● **Quoted text**
######

Mission: To advance our understanding of the Solar System through the: i) development of cutting-edge analytical techniques; ii) analysis of terrestrial samples and planetary analogs; iii) maturation of pioneering new technologies; and, iv) definition of innovative planetary mission concepts.
Current Research Projects
AROMA: ADVANCED RESOLUTION ORGANIC MOLECULE ANALYZER FOR COMPLETE ORGANIC CHARACTERIZATION
PI: Ricardo Arevalo
By leveraging a heritage linear ion trap mass analyzer, the AROMA instrument reproduces the functionality of the MOMA flight instrument (on the ExoMars rover), but with an extended mass range (up to 2000 Da) and more capable laser (higher energy plus precision attenuation). Equipped with an Orbitrap analyzer adapted for spaceflight, referred to as the CosmOrbitrap by the consortium of French laboratories responsible for its development, the AROMA instrument delivers higher mass resolution and accuracy than any instrument previously flown to date (e.g., the ROSINA time-of-flight mass spectrometer on the Rosetta spacecraft) or baselined for future missions (e.g., MASPEX on the Europa Clipper mission). A breadboard of the system has been built and is currently being tested through the NASA ROSES PICASSO Program.
CRATER: CHARACTERIZATION OF REGOLITH AND TRACE ECONOMIC RESOURCES FOR LUNAR SURFACE EXPLORATION
PI: Ricardo Arevalo
Laser desorption/ablation mass spectrometry, as empowered by the CosmOrbitrap mass analyzer and a pulsed UV laser system, enables the characterization of: mineralogical constitution and inorganic elemental composition of geological samples; distributions, abundances, and diversity of organic compounds; and, economically viable resources. The CosmOrbitrap breadboard instrument in Orléans, France has been shown to detect amino acids and other prebiotic molecules down to pmol-level concentrations while maintaining 3 ppm (or better) mass accuracy, m/Δm > 100,000 (FWHM) mass resolution at m/z 100, and <1% (2σ) isotopic precision. A low SWaP (Size, Weight and Power) advanced prototype that maps to a spaceflight configuration is currently in design through the NASA ROSES DALI Program. Image modified from Arevalo et al. (2018) Rapid Communications.

######

● **Given material**

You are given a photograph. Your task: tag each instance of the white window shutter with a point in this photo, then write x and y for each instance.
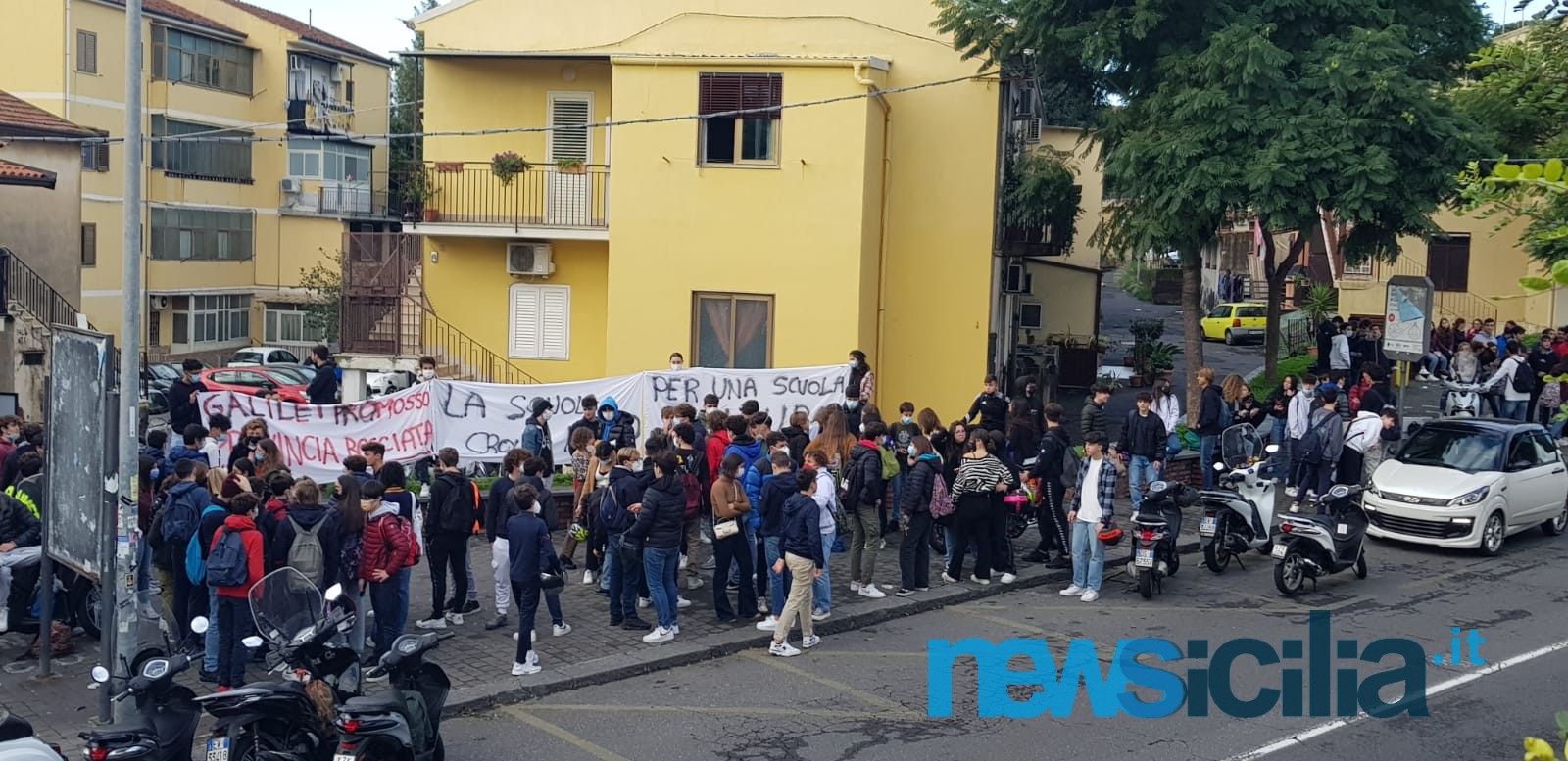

######

Write out the part of the research page starting with "Mission: To advance" and going on through "planetary mission concepts.". The listing has no connection to the research page.

● **Complete output**
Mission: To advance our understanding of the Solar System through the: i) development of cutting-edge analytical techniques; ii) analysis of terrestrial samples and planetary analogs; iii) maturation of pioneering new technologies; and, iv) definition of innovative planetary mission concepts.